## [Aim of the exercise]
Please pick out each line of the listing below that contains the string "carpet" and copy those lines. Treat uppercase and lowercase letters as different.

## [Data supplied]

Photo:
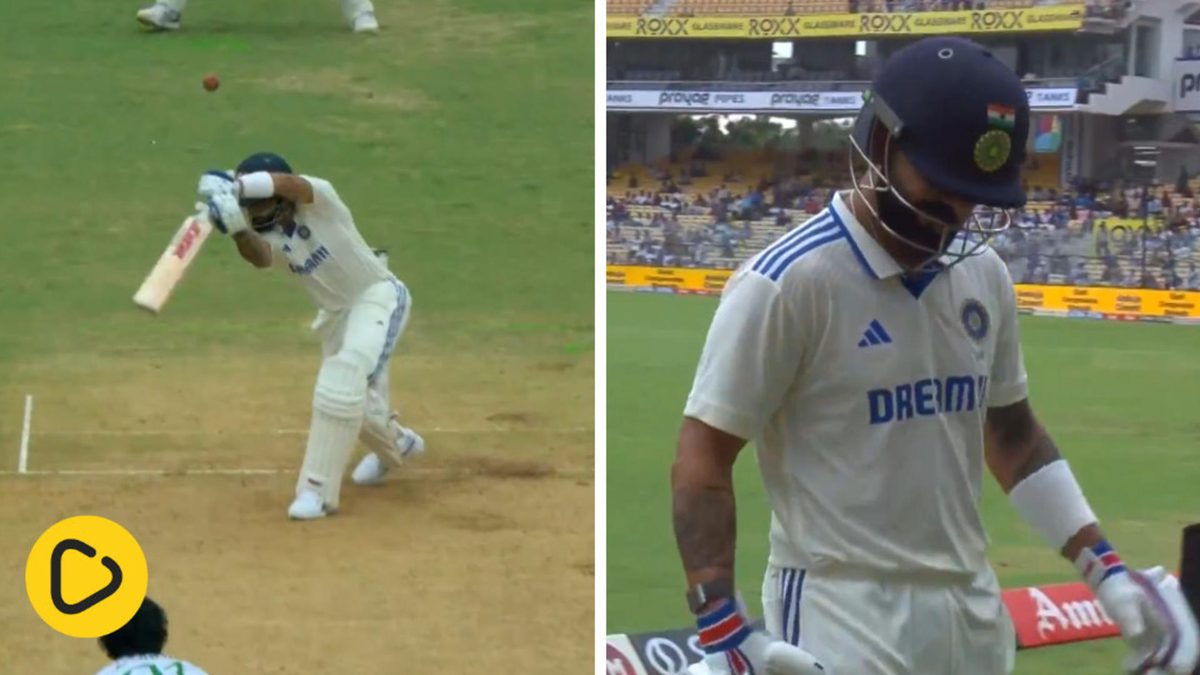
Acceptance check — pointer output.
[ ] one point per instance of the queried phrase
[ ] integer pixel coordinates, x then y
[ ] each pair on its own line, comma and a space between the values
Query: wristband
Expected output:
257, 185
1098, 562
1053, 502
723, 628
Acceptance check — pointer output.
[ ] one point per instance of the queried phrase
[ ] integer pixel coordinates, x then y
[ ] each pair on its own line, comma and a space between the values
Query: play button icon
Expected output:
57, 577
85, 577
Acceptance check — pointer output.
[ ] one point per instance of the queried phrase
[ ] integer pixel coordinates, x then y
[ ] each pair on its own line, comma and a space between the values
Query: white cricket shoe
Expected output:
160, 17
372, 469
365, 23
307, 506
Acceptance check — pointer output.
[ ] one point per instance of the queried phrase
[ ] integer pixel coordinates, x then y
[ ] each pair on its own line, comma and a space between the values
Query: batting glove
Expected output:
733, 647
226, 214
1149, 608
214, 183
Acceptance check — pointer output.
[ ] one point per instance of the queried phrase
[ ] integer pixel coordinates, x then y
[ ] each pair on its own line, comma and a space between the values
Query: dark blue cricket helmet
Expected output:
959, 114
264, 161
269, 162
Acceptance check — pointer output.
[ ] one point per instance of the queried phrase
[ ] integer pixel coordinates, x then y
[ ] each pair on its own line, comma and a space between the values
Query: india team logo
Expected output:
975, 320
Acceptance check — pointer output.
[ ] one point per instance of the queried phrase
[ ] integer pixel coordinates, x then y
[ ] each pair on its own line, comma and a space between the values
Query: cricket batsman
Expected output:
873, 357
166, 15
298, 222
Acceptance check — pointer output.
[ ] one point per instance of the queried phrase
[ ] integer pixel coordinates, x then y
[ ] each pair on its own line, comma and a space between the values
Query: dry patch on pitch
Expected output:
478, 554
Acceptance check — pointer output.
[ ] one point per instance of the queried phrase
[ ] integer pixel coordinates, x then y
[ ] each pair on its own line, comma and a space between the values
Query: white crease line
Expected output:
292, 431
23, 459
151, 472
227, 471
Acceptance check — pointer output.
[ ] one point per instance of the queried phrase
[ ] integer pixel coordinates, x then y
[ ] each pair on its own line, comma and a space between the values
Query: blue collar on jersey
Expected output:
874, 258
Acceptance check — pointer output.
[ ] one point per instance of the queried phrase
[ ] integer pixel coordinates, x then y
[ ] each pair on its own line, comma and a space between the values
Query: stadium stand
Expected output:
718, 214
1097, 9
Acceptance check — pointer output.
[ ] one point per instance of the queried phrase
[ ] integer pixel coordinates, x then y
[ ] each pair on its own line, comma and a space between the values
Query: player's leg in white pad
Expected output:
337, 405
389, 441
163, 15
360, 15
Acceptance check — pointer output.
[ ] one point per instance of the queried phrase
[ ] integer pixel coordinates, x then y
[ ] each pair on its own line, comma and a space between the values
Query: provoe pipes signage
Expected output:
1186, 83
714, 101
732, 101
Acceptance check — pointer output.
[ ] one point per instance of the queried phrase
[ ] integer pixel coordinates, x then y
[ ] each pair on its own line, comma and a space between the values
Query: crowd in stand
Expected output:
1087, 234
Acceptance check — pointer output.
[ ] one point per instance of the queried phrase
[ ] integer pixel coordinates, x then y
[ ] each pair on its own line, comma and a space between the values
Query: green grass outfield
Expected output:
1120, 399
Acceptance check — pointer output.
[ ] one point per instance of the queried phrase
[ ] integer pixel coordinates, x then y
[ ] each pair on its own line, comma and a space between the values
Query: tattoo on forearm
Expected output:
1042, 452
706, 530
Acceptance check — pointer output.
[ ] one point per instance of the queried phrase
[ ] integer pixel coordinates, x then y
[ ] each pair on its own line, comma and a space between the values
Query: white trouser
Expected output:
371, 326
892, 626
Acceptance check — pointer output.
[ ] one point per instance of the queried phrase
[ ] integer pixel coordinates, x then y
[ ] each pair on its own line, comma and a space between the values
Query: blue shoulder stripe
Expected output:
810, 244
775, 250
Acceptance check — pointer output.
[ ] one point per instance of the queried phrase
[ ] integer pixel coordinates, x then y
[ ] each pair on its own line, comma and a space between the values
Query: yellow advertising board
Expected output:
1109, 302
1098, 302
678, 280
1027, 19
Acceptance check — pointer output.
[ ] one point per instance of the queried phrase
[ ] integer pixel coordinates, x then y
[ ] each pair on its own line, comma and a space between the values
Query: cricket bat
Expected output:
168, 272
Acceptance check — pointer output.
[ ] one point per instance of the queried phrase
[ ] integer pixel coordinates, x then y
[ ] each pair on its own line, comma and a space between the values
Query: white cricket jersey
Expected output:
150, 664
865, 395
325, 251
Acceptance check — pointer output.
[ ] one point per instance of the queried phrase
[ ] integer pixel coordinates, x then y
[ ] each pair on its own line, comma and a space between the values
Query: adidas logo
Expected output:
875, 335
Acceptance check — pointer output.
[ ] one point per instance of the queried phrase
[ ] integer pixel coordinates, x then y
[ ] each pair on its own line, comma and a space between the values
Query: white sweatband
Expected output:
1053, 502
257, 185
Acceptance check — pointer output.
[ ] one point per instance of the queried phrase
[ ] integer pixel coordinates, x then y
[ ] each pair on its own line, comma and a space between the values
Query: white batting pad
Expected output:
337, 410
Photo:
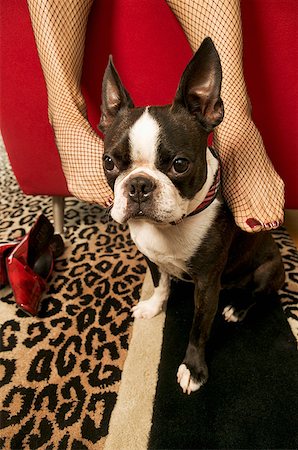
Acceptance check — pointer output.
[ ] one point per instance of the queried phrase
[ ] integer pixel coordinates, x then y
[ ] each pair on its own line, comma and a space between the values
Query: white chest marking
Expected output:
144, 139
170, 247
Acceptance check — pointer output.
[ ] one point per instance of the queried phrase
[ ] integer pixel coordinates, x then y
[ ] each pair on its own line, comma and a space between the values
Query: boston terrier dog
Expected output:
166, 184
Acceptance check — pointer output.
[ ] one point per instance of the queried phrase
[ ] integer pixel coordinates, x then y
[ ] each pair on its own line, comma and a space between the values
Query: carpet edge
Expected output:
131, 419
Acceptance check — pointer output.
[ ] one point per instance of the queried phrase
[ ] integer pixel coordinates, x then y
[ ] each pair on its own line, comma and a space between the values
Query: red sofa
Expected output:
150, 52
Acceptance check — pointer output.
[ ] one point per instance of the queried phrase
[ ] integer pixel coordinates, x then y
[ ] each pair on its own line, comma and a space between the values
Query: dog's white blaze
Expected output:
144, 139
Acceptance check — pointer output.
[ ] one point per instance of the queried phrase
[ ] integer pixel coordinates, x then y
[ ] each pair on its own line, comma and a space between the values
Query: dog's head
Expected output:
155, 157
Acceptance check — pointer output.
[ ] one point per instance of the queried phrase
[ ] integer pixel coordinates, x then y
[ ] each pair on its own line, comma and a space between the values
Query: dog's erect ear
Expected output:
114, 96
199, 88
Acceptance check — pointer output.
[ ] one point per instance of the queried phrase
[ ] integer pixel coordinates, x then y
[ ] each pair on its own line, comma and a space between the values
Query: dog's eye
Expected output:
180, 165
108, 163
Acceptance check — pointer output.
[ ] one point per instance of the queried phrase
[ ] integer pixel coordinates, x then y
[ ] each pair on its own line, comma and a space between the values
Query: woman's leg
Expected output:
252, 188
59, 28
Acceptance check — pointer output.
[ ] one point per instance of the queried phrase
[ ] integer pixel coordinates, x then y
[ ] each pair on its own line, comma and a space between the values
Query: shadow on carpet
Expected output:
250, 399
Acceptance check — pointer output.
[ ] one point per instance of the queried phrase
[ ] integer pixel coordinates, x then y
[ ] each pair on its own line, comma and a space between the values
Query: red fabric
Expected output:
23, 110
270, 65
150, 52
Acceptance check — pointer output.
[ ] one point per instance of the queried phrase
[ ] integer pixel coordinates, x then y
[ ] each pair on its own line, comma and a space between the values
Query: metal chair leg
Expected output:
58, 213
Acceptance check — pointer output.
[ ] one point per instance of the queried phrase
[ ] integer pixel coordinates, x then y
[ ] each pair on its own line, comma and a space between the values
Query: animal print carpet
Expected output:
62, 373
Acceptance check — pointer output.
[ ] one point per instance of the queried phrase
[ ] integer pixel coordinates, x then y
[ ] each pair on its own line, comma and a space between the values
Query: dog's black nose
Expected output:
140, 188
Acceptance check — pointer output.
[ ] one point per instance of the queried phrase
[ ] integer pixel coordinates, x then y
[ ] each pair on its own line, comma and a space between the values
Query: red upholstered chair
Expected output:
150, 52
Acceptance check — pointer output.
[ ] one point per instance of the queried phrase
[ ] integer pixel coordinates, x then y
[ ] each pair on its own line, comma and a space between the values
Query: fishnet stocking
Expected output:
59, 28
251, 186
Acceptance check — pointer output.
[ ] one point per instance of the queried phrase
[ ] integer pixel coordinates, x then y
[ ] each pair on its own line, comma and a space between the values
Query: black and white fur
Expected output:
157, 161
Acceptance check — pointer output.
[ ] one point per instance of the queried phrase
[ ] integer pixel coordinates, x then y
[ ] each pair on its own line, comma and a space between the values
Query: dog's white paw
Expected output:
146, 309
232, 315
229, 314
185, 380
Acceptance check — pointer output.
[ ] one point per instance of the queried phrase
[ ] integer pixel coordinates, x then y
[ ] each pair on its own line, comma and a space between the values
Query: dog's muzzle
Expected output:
140, 188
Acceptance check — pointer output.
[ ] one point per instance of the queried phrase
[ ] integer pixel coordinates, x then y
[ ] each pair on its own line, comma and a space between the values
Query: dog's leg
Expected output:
147, 309
193, 371
266, 279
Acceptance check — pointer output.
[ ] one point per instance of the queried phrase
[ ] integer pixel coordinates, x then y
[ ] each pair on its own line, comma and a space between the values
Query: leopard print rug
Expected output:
60, 372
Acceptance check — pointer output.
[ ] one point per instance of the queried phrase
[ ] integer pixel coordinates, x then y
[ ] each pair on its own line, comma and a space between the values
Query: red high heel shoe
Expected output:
31, 263
5, 249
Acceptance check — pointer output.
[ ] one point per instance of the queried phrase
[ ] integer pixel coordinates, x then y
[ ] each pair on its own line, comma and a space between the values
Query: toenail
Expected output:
252, 223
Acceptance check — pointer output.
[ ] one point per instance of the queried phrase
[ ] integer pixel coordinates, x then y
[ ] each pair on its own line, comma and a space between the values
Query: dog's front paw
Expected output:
188, 382
146, 309
231, 314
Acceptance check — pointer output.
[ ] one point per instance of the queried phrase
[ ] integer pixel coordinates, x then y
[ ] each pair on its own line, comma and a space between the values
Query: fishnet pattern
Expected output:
59, 28
251, 186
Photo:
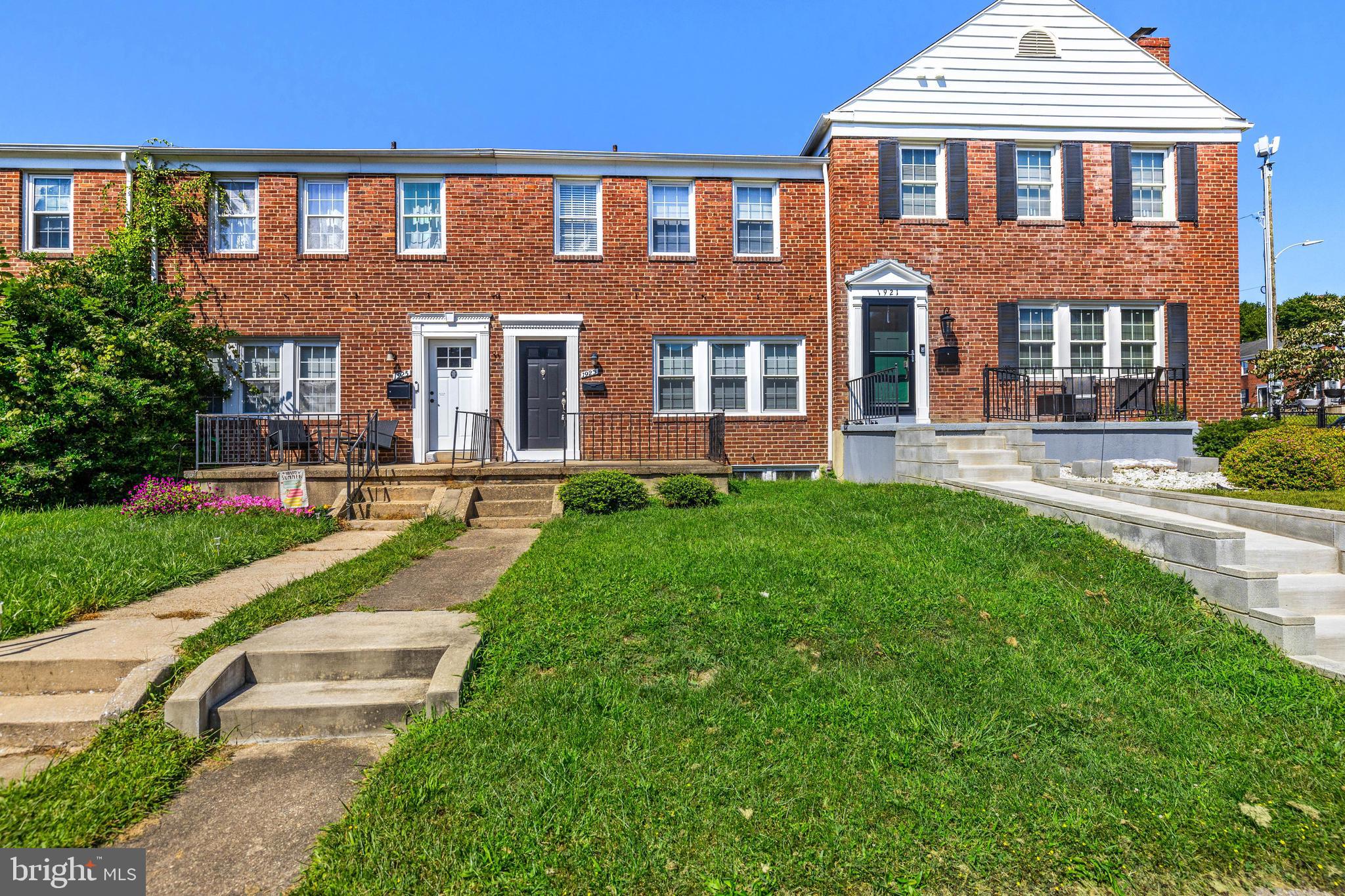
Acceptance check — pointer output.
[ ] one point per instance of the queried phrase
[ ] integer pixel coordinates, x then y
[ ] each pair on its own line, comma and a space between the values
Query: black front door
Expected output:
888, 345
542, 379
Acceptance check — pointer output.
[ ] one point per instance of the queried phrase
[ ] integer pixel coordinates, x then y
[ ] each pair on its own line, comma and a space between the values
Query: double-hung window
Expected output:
1087, 337
49, 219
324, 215
671, 219
1149, 184
1038, 192
420, 217
757, 219
579, 218
234, 215
1138, 337
676, 377
919, 182
1036, 337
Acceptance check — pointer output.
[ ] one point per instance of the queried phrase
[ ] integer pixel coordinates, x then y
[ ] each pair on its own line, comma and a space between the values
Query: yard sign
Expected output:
294, 489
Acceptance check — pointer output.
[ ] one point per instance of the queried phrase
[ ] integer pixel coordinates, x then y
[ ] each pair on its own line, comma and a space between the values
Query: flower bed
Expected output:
156, 496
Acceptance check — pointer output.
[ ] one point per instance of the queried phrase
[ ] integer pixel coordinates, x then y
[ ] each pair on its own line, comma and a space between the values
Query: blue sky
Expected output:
695, 77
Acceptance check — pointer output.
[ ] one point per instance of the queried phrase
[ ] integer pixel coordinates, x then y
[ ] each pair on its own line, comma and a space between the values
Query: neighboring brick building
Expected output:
1048, 187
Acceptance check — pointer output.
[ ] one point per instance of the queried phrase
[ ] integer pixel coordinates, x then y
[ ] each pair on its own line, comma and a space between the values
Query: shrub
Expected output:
688, 490
1216, 440
603, 492
1292, 457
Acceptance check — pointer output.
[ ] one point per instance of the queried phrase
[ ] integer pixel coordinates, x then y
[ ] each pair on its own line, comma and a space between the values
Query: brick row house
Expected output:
1032, 198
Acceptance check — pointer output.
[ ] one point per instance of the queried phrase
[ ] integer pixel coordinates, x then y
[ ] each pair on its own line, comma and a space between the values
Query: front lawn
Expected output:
57, 565
826, 688
1333, 500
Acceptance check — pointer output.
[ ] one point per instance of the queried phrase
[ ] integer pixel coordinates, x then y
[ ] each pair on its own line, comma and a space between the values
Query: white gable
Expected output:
974, 83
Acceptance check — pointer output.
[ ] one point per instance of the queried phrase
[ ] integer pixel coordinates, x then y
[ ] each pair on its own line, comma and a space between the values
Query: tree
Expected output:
104, 364
1309, 354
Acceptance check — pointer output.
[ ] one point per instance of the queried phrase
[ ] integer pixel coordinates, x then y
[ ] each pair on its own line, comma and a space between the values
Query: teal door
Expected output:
888, 345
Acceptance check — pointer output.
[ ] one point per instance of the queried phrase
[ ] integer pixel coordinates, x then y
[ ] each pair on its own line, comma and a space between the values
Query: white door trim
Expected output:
541, 327
444, 326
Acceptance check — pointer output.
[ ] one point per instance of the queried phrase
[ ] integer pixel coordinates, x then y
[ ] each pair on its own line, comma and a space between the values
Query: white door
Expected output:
454, 387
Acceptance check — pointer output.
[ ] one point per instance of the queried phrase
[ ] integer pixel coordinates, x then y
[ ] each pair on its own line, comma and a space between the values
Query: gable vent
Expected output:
1038, 45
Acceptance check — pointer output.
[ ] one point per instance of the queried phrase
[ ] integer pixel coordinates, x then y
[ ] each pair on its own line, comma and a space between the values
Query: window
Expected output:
50, 198
261, 379
420, 219
579, 209
755, 219
761, 375
324, 215
920, 182
676, 387
1087, 337
236, 217
1036, 337
317, 379
780, 377
670, 219
1036, 183
1149, 184
728, 377
1138, 336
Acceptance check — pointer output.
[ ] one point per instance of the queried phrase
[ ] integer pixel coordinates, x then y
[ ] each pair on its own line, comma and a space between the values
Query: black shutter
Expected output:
1188, 183
1006, 181
1074, 182
1122, 199
1007, 335
1179, 344
957, 151
889, 181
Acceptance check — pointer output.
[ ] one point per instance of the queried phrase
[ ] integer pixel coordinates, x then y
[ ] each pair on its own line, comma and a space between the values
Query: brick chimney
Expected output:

## [Solution for this task]
Query: carpet edge
Query: shadow on carpet
Query: animal print carpet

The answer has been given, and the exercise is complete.